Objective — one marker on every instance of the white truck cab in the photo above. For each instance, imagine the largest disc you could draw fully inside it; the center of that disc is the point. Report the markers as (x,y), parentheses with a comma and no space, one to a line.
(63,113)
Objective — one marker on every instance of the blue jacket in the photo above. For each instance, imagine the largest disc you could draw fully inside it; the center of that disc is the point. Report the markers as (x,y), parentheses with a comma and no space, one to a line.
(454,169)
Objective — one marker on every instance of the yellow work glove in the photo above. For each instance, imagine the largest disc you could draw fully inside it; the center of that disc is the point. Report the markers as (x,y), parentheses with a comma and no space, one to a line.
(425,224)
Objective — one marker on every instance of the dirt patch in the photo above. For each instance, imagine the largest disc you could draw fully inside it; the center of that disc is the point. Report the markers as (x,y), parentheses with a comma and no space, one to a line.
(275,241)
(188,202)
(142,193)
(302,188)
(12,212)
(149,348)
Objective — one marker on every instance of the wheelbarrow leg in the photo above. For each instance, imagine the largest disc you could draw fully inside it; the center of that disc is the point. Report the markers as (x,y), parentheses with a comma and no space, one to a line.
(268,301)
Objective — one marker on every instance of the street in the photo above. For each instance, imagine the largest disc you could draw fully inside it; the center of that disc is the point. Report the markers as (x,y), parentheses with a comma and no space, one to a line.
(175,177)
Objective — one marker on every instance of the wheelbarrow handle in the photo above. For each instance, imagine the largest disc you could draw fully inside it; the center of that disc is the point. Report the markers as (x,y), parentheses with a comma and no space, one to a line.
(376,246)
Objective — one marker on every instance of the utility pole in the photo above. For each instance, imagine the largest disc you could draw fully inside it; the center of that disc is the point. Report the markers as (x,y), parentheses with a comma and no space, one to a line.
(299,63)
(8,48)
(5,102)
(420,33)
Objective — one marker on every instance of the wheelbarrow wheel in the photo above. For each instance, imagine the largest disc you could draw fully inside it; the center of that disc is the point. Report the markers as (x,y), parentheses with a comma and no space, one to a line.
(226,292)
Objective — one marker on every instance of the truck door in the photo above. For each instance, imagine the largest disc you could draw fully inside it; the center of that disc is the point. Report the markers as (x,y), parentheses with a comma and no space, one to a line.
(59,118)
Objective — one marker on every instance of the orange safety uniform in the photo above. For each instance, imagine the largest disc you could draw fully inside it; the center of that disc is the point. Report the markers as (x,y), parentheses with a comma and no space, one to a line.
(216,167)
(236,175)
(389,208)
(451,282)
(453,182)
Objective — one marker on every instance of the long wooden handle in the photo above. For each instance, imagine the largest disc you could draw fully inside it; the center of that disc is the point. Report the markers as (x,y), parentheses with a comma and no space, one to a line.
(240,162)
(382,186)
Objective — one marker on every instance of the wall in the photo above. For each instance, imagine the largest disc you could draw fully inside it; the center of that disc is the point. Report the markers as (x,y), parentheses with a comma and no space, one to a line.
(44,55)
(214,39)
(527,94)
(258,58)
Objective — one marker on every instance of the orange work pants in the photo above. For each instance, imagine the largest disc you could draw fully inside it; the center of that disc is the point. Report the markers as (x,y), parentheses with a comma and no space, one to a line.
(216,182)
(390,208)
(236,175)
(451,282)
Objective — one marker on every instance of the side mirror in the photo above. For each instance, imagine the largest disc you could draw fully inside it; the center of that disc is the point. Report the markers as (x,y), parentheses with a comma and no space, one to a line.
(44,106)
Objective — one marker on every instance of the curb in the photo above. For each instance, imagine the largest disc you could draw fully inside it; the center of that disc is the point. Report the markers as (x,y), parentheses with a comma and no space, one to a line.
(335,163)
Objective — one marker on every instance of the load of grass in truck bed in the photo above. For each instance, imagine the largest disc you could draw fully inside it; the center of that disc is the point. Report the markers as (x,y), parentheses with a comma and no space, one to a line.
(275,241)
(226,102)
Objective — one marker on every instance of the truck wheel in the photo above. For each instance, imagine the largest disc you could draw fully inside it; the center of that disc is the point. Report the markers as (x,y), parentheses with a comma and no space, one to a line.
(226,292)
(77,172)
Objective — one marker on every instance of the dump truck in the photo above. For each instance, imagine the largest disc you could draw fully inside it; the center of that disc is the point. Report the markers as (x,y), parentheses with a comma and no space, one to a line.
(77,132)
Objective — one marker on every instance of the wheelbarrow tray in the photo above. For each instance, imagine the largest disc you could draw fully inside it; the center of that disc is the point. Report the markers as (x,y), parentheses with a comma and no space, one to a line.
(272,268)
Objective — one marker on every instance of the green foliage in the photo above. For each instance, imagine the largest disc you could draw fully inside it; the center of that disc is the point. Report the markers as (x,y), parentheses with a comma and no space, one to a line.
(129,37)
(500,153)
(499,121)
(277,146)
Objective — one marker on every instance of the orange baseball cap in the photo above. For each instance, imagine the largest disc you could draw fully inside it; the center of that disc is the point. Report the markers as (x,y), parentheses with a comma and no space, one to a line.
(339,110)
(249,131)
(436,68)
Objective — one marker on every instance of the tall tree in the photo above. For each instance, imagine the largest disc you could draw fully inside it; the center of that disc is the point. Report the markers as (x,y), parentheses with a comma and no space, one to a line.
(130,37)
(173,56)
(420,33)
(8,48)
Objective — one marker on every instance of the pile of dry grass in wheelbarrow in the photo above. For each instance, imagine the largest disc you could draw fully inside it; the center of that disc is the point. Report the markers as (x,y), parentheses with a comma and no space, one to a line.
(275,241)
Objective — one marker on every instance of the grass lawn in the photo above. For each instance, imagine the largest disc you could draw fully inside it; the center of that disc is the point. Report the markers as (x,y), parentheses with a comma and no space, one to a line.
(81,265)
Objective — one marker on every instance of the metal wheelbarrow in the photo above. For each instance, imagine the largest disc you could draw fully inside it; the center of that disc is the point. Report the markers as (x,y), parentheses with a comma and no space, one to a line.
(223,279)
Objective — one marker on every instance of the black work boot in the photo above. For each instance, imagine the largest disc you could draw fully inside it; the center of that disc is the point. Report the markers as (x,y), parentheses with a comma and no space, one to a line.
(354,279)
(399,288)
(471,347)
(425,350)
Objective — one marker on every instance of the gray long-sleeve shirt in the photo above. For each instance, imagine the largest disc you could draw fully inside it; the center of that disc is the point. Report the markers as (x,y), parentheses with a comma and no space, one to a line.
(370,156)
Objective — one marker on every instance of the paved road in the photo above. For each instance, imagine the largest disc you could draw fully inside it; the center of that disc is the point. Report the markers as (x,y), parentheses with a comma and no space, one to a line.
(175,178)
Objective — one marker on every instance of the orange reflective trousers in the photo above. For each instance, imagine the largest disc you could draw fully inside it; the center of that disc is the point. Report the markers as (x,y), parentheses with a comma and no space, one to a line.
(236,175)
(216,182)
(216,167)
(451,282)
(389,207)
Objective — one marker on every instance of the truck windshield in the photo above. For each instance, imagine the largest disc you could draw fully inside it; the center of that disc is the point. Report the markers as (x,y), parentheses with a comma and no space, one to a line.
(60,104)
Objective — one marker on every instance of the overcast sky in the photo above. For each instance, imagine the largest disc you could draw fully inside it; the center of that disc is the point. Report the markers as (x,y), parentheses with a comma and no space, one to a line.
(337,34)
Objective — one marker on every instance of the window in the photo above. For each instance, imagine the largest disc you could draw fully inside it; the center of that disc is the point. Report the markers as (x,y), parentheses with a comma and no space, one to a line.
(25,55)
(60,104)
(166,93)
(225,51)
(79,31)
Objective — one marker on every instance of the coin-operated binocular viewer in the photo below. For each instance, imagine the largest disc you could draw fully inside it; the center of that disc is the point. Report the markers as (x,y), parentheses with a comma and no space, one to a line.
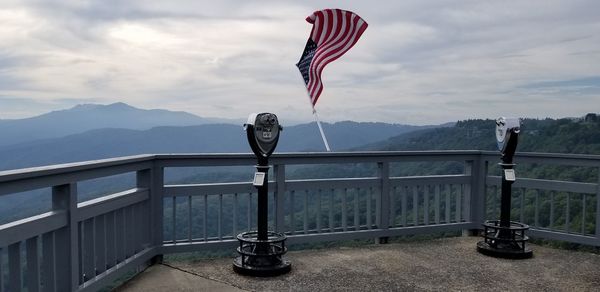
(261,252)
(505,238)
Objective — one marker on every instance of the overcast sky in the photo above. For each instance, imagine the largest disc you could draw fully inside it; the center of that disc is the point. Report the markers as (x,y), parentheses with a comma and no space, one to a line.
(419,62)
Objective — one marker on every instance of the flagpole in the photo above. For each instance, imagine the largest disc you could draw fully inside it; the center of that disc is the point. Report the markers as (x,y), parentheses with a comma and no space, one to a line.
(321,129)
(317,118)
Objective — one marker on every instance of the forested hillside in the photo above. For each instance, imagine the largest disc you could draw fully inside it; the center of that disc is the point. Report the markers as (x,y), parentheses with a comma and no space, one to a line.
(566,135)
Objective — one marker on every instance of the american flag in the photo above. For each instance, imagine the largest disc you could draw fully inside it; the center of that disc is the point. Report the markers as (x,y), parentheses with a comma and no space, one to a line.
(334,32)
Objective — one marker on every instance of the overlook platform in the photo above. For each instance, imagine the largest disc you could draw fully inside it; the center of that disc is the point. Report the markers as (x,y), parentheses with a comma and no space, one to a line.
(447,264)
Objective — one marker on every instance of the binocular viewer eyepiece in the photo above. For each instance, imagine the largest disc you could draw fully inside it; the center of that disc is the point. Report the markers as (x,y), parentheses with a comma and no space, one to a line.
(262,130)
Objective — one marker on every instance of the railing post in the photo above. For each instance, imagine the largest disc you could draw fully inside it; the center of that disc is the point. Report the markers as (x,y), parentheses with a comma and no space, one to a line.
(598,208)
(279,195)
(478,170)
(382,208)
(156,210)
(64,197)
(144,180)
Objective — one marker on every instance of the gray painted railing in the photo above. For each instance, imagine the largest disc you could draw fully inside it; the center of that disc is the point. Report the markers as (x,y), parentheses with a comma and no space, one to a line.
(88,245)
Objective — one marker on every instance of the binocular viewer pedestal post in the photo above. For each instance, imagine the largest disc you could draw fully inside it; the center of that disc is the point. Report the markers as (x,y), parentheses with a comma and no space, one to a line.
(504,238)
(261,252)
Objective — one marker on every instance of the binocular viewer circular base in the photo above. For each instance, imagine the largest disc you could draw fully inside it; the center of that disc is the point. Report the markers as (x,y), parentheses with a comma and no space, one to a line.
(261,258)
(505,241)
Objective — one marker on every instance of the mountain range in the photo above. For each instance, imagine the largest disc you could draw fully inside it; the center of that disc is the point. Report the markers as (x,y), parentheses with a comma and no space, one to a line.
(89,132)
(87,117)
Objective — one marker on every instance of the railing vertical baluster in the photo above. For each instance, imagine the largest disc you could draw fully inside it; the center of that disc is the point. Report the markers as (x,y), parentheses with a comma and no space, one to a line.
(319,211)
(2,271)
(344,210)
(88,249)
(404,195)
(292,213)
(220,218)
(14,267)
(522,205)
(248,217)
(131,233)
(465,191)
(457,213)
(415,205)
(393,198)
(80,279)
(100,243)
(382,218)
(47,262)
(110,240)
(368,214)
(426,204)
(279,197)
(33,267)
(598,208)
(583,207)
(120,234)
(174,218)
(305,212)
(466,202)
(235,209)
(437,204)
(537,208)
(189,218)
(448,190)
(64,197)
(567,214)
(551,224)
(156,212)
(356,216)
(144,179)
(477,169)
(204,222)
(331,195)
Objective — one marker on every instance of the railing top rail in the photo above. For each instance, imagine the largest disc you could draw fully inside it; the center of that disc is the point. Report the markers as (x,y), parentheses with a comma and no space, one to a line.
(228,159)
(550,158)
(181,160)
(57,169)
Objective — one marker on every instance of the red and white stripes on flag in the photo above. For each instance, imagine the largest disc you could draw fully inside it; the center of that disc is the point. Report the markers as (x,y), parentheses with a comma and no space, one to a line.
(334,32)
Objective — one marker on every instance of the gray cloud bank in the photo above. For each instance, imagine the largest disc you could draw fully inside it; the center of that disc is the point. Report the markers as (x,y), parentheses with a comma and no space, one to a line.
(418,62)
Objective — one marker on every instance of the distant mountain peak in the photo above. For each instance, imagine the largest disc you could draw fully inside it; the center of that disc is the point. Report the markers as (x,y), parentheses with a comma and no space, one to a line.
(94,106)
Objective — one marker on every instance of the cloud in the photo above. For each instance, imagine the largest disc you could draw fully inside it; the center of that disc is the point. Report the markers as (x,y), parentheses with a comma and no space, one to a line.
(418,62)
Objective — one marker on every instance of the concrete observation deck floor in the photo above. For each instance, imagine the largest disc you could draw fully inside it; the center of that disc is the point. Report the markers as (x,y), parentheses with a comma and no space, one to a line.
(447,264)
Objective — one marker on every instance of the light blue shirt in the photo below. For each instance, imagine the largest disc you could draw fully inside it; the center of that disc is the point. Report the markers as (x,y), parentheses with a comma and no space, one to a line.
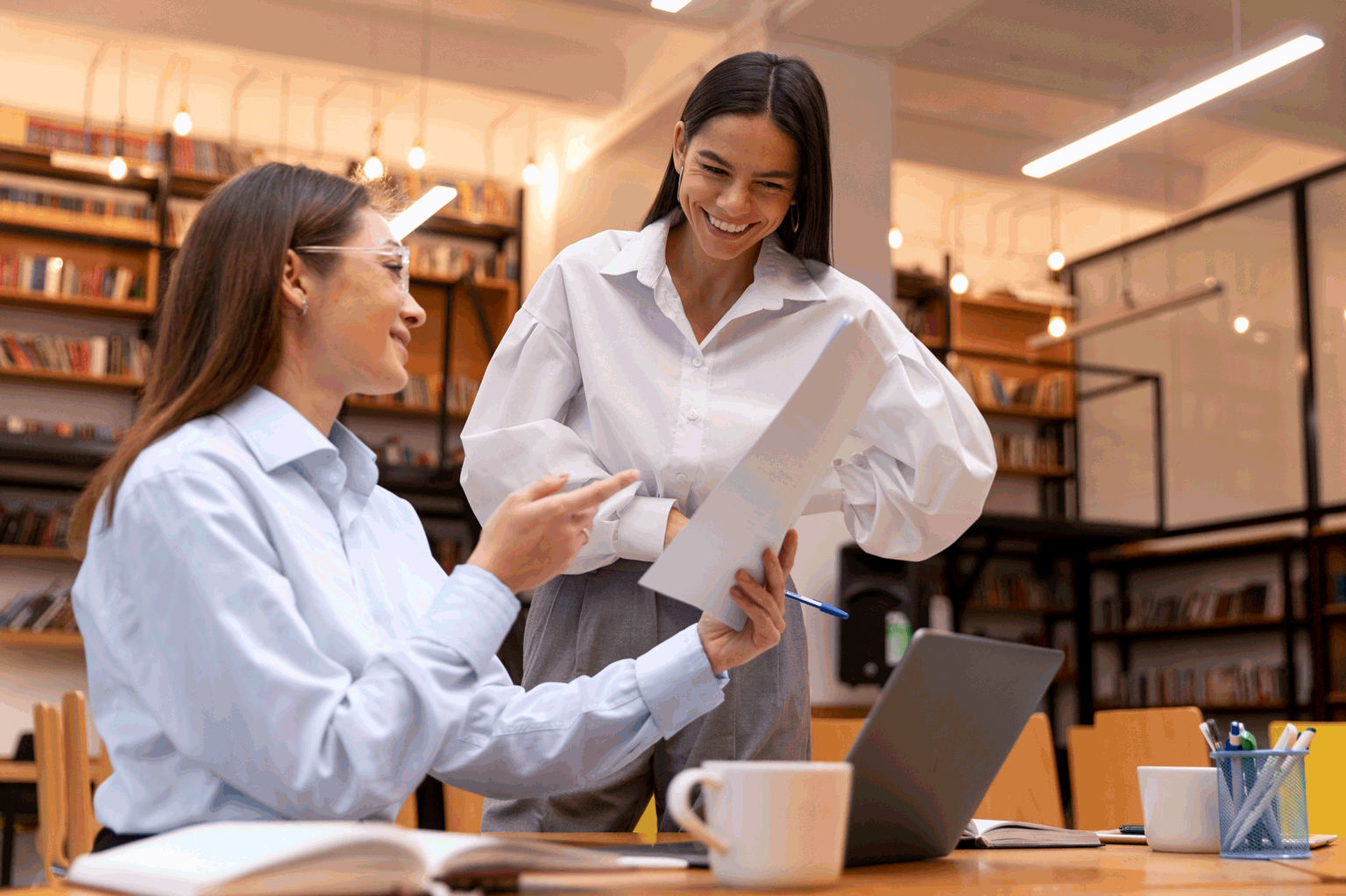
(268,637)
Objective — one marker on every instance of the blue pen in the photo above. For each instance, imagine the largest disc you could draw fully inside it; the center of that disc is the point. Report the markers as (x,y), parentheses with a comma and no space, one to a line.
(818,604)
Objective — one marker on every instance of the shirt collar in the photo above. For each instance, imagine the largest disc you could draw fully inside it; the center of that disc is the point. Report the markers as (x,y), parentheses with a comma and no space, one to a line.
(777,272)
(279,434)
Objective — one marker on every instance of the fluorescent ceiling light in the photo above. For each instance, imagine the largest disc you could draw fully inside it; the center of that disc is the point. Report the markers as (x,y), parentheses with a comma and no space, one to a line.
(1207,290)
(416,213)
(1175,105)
§
▶ Instructions for the task
Your output should consist solely of the lines from the line containing "Objective — one marker on every instance of the concrete" through the last line of the entries, verbatim, minus any pictures.

▶ Full output
Objective — one marker on every instance of the concrete observation deck floor in the photo above. For each instance, imagine the largest disc you could draw fully inside it; the center of that disc is the point. Report the markers as (x,y), parentheses with a comma and no space, one to a line.
(447,264)
Objective — one marker on every instance of the light blue shirt in the photo below. For each instance, imagine the largest disc you could draw fully inside it; the center of that disc is the point. Report the markers as (x,y), parentheses with a comma and no space, one to a line.
(268,637)
Objective — one marker on every instance of the blue pen in the photo above. For each instance, imagine the largest disc you could draw fully inside it; the center of that disc is the point. Report the markers as (x,y), parentheses with a comma and no space, one to a line.
(818,604)
Objective — one marker on every instance of the shirt collar in the photo above. For each instance, imagine the largest disc you could draw fully inside it; the center of that disc is the point. Report the markers as (x,y), parentheses with a comma and no space, one to a line.
(777,272)
(279,434)
Objective — one marker on every instance of the fluorescent ceiling light in the photo above. For each instance, imagine the largest disc you could draw fully inside it; the center of that disc is the point. Report the markers as (x,y), parentheses with a comma and no space, one to a line.
(1207,290)
(416,213)
(1175,105)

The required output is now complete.